## Do this
Copy the part of the records that opens with the line containing "Audit check: the pink" and closes with the line containing "[203,400,309,512]", changing "headdress" to "headpiece" and keeping all else unchanged.

## Data in this exercise
*-*-*
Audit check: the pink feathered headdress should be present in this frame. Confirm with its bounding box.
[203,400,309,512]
*-*-*
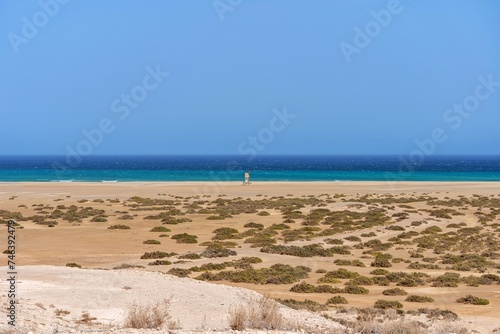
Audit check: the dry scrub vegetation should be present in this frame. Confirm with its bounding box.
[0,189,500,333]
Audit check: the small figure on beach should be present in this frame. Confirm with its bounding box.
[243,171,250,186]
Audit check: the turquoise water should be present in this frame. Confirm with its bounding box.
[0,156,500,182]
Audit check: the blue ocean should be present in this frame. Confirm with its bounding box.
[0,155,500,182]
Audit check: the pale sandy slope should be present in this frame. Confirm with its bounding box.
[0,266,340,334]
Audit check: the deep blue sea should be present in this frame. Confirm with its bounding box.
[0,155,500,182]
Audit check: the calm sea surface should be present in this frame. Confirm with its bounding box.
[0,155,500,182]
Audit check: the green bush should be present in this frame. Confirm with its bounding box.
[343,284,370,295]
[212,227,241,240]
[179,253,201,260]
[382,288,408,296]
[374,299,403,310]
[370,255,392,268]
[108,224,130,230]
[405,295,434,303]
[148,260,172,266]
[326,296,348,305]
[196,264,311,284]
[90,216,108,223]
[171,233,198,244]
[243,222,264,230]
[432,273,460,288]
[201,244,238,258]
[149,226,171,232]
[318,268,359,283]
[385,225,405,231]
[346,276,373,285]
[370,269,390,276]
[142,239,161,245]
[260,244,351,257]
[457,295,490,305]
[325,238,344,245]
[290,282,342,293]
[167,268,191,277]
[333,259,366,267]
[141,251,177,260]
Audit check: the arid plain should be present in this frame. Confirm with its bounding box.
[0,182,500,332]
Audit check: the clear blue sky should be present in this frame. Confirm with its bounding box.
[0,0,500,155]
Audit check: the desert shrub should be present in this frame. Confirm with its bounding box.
*-*-*
## Written answer
Audit check: the pink feathered headpiece should be present in this frame. Confirm with its bounding box.
[203,400,309,512]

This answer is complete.